▼

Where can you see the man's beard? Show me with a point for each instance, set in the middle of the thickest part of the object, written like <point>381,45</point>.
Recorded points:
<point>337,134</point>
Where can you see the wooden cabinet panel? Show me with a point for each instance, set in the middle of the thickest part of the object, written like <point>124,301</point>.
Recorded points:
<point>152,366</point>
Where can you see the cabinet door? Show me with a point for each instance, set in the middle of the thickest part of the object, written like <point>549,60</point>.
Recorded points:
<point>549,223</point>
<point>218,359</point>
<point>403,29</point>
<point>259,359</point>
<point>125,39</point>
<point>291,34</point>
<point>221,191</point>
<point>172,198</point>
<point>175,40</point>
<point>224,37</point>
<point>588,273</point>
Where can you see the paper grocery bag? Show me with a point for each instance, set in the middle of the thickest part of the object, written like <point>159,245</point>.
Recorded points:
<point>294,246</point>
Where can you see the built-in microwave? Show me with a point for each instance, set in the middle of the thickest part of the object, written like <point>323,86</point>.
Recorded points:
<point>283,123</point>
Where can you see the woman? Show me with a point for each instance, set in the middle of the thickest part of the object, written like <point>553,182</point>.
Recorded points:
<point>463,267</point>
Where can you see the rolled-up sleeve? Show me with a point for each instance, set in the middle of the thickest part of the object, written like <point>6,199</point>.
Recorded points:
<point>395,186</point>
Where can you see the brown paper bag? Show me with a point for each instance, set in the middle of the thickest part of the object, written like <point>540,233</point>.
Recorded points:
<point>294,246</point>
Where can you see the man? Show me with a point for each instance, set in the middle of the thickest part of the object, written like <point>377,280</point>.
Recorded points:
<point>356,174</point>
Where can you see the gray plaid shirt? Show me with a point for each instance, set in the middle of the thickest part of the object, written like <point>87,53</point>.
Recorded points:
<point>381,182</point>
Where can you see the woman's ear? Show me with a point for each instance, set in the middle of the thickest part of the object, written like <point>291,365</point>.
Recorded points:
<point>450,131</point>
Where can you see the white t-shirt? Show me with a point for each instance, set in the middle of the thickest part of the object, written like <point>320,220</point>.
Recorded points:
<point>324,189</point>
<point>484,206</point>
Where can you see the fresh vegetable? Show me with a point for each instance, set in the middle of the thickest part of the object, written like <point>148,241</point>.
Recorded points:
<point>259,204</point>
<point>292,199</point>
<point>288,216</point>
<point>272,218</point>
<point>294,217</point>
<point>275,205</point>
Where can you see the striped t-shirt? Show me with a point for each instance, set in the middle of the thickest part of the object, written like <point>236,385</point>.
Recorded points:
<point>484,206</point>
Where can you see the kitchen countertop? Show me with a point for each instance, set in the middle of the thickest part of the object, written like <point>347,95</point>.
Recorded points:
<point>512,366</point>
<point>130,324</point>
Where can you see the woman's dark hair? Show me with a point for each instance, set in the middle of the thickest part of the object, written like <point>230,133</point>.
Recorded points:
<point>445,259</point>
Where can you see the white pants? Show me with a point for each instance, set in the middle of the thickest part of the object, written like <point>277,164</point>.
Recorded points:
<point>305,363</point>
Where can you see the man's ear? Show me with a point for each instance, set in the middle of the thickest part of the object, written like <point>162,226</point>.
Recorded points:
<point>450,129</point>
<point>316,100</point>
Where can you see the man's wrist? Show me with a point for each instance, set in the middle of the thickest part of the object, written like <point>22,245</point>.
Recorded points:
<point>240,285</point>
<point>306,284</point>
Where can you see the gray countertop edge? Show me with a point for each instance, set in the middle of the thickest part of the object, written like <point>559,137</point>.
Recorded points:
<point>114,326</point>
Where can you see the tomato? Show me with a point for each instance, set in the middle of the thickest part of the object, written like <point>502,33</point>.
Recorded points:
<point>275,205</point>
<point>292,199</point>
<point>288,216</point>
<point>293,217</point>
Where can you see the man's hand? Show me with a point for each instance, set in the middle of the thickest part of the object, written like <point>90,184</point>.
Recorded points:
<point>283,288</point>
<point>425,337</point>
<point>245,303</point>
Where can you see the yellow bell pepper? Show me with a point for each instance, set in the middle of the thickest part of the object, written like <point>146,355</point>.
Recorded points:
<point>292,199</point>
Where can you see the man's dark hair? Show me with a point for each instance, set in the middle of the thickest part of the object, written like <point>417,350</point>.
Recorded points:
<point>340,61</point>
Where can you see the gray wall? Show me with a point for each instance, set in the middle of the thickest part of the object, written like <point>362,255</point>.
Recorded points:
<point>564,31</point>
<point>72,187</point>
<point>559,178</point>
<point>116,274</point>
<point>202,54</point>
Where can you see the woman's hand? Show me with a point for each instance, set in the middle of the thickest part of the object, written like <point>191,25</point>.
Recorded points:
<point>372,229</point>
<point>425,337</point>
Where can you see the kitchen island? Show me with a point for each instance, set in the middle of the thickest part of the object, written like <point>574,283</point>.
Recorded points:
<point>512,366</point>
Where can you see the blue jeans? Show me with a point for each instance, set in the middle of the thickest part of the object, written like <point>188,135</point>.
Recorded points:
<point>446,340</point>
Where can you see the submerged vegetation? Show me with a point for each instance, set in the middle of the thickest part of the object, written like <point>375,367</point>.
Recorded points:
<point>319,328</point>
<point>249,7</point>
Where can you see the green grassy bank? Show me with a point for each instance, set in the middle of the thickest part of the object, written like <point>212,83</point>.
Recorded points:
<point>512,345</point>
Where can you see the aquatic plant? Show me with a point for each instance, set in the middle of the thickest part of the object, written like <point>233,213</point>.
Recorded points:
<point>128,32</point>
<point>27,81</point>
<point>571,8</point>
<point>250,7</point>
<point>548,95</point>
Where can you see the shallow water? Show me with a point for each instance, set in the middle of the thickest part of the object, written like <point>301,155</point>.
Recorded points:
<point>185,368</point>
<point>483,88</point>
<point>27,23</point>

▲
▼

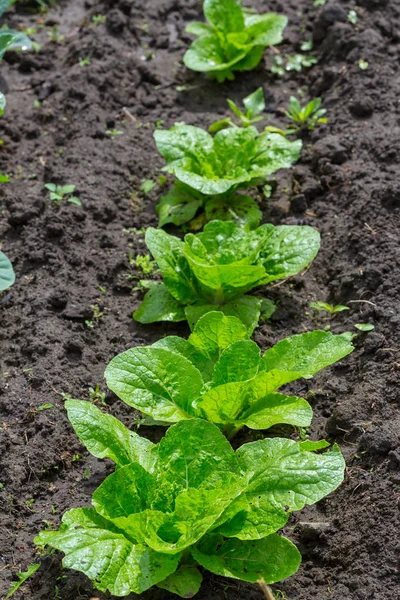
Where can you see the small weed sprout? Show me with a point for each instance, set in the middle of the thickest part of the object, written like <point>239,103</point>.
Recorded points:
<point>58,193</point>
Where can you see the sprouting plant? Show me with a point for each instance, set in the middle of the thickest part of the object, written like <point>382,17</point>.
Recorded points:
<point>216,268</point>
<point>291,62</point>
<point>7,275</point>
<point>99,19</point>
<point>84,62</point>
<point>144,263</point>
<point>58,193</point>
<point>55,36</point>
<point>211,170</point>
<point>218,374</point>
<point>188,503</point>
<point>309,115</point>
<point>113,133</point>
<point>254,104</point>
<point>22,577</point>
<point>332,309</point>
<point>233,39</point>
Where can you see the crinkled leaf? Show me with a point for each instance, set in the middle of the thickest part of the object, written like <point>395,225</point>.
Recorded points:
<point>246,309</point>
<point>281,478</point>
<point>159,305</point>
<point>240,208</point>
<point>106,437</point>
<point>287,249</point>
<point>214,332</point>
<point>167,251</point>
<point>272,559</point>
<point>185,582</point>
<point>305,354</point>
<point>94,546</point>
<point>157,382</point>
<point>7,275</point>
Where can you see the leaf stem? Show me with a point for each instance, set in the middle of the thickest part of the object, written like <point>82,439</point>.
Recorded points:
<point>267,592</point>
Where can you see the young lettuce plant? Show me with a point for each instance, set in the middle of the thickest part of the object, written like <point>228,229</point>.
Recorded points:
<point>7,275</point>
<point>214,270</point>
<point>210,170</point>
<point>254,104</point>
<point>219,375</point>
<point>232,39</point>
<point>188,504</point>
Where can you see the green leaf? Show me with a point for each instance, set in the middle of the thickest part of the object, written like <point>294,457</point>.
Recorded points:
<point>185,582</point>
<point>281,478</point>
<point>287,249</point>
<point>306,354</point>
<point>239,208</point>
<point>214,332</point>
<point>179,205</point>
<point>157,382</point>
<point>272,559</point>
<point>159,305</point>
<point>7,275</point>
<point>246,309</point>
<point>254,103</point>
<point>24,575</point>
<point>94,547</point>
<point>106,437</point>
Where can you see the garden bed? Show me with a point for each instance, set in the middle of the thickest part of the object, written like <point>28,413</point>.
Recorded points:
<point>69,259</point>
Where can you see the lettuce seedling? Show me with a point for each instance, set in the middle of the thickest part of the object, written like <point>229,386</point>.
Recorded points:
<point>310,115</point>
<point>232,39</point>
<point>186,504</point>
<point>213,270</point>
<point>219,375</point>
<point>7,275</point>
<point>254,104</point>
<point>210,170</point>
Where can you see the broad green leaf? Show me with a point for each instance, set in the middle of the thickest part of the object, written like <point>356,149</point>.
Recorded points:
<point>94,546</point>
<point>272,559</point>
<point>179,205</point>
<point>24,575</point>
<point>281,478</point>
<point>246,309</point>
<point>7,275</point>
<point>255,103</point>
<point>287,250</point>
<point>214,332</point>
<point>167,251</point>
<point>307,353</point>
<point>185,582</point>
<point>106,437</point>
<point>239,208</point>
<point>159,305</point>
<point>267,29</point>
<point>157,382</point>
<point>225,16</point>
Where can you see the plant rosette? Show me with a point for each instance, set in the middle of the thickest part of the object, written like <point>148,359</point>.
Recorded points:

▲

(EN QUÉ CONSISTE): Extrae de los datos, sin cambiar nada, las líneas que empiezan en la que contiene "Where can you see the man's beard?" y siguen hasta la que contiene "<point>152,366</point>", ambas incluidas.

(RESPUESTA ESPERADA):
Where can you see the man's beard? Show me with a point for each instance, set in the middle of the thickest part of the object, written like <point>381,45</point>.
Recorded points:
<point>337,134</point>
Where can you see the wooden cabinet panel? Show me with a point for each instance, set in the middle of the thickest part of the object, written like <point>124,301</point>.
Recorded points:
<point>152,366</point>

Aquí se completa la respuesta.